Task goal
Whatever the records contain, reproduce all of them exactly.

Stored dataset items

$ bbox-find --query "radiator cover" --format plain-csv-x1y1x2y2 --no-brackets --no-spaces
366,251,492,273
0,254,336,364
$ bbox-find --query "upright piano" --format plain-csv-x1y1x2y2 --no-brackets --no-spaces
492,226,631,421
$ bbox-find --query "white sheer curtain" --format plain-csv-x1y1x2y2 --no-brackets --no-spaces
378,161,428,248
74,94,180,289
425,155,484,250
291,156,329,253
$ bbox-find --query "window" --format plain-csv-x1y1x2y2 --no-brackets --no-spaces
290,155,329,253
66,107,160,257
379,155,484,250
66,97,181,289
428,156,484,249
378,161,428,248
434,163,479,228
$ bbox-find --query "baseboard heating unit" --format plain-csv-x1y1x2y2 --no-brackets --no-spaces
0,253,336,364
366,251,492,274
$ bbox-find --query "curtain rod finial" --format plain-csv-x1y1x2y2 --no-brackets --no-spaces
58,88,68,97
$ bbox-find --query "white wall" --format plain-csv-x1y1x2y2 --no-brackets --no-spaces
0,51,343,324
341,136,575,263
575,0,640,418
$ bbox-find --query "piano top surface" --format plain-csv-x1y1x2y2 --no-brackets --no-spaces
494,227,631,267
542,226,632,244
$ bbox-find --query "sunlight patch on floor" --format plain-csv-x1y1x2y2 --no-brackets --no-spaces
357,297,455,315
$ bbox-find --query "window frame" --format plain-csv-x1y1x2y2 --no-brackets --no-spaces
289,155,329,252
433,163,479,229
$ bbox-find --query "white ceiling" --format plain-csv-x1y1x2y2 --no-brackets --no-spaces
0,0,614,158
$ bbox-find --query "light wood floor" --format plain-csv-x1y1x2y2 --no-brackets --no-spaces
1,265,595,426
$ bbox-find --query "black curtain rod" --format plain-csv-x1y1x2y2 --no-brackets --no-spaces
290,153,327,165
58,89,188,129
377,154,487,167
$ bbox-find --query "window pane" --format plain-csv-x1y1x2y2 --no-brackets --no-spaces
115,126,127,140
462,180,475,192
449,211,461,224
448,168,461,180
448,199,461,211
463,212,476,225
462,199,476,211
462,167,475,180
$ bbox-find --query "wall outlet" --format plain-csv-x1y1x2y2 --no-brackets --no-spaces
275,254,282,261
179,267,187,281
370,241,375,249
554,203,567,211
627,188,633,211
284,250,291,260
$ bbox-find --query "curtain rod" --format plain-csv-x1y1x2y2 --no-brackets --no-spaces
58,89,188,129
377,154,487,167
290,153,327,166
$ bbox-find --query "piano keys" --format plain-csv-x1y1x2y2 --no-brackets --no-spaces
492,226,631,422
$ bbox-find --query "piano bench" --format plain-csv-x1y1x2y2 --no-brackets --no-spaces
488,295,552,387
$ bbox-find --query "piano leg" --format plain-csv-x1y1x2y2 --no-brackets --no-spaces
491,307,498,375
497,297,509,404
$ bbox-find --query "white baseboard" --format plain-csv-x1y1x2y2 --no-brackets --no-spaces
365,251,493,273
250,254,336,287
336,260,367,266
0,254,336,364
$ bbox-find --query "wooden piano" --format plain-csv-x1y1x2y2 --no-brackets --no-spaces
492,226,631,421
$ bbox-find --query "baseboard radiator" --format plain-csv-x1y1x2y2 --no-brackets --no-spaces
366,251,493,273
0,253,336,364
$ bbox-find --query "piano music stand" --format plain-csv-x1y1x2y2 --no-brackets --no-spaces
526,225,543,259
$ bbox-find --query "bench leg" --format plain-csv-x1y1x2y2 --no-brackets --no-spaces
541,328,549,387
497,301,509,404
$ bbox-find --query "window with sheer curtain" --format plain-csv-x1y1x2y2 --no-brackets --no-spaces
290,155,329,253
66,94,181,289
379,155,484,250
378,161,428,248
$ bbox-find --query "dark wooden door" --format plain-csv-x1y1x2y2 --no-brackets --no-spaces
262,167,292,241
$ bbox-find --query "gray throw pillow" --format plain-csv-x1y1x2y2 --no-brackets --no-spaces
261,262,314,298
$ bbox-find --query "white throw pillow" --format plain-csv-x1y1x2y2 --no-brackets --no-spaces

Worked solution
$ bbox-find --query "radiator cover" --format plain-csv-x1y1x2y2 --no-brackets --no-spaces
366,251,492,273
0,254,336,364
$ bbox-find --query "upright piano" --format plain-csv-x1y1x2y2 --no-brackets --no-spaces
492,226,631,421
$ bbox-find --query "white sheer curtain" --format plain-csv-x1y1x2y2 --no-brackets --no-spaces
378,161,428,248
74,94,180,289
425,155,484,250
291,156,329,253
$ bbox-find --query "window" --format plain-csv-x1y1x2y2 --no-brackets --no-spaces
290,155,329,253
66,107,160,257
379,155,484,250
66,97,181,289
428,156,484,249
378,161,428,248
434,163,479,228
$ bbox-find --query "baseboard heating unit" --format plain-csv-x1y1x2y2 --no-brackets --no-spaces
0,253,336,364
366,251,492,274
$ bbox-find --query "curtain rod finial" --format plain-csv-x1y1x2y2 --no-brackets --no-spaces
58,88,68,97
$ bbox-find --query "white wall" --format plain-csv-x1y1x2y2 --no-brackets --no-spaces
0,51,343,324
341,136,575,263
575,0,640,418
$ bbox-find --query "piano top surface" --format plain-csv-x1y1x2y2 --no-brackets --no-spaces
494,227,631,267
542,226,632,244
$ bbox-find --query "sunlight patch on floor" --format plain-csv-x1y1x2y2 --no-brackets --no-spaces
357,297,455,315
$ bbox-find --query "window frame" --format plain-csv-x1y1x2y2 --no-brackets --no-spaces
289,155,329,252
433,163,479,229
$ bbox-find --query "white ceiling" --format plain-csv-x1y1x2y2 --no-brackets --no-spaces
0,0,614,158
$ bbox-find --query "light wood floor" --format plain-csv-x1y1x2y2 --no-brackets --no-spaces
1,265,595,426
$ bbox-find --query "black curtain rod" --format plain-csv-x1y1x2y2 --no-brackets --no-spaces
290,153,327,165
58,89,188,129
377,154,487,167
$ bbox-find --query "window pane" --format plain-csv-x1y1x2y2 --no-brackets --no-spaces
115,126,127,140
462,180,475,192
449,211,461,224
448,168,461,180
448,199,461,211
463,212,476,225
462,199,476,211
462,167,475,180
$ bbox-find --query "wall outlet" --format plain-csv-x1y1x2y2 --no-brackets --no-spaces
275,254,282,261
179,267,187,281
370,241,375,249
554,203,567,211
627,188,633,211
284,250,291,260
$ bbox-find --query "curtain rod" --format plain-csv-x1y1x2y2 --no-brackets --no-spaces
58,89,188,129
377,154,487,167
290,153,327,166
$ bbox-find --query "piano keys" --format plain-csv-x1y1x2y2 --no-brackets --no-spaces
492,226,631,422
$ bbox-find --query "piano bench" --format plain-csv-x1y1x2y2 --no-brackets --no-spaces
488,295,552,387
$ bbox-find --query "piano leg" --format plain-csv-x1y1x2y2 --no-brackets --no-spaces
491,307,498,375
497,297,509,404
$ bbox-find --query "white baseboard" --format plain-csv-x1y1x2y2 --no-brackets --no-spaces
365,251,493,273
250,254,336,287
336,260,367,266
0,254,336,364
$ bbox-find --query "wooden piano" --format plain-csv-x1y1x2y2 --no-brackets --no-spaces
492,226,631,421
$ bbox-find --query "baseboard radiator" --format plain-csv-x1y1x2y2 --no-brackets --no-spaces
366,251,493,273
0,253,336,364
$ bbox-find --query "piano music stand" --format plain-csv-x1y1x2y2 --no-brackets --no-spaces
526,225,543,259
$ bbox-find --query "bench leg" --format plain-csv-x1y1x2y2 --no-brackets --no-spaces
541,328,549,387
497,301,509,404
$ bbox-find --query "window with sheer curtain" --format plain-csv-x1y1x2y2 --no-brackets --no-spaces
290,155,329,253
66,94,181,289
379,155,484,250
378,161,428,248
$ bbox-find --query "dark wooden door" --format plain-csv-x1y1x2y2 --no-brackets --no-spaces
262,167,292,241
$ bbox-find --query "gray throw pillow" --format plain-csv-x1y1x2y2 --no-brackets --no-spaces
261,262,314,298
$ bbox-find --query "white throw pillow" --format plain-csv-x1y1x2y2 --no-brackets --no-spaces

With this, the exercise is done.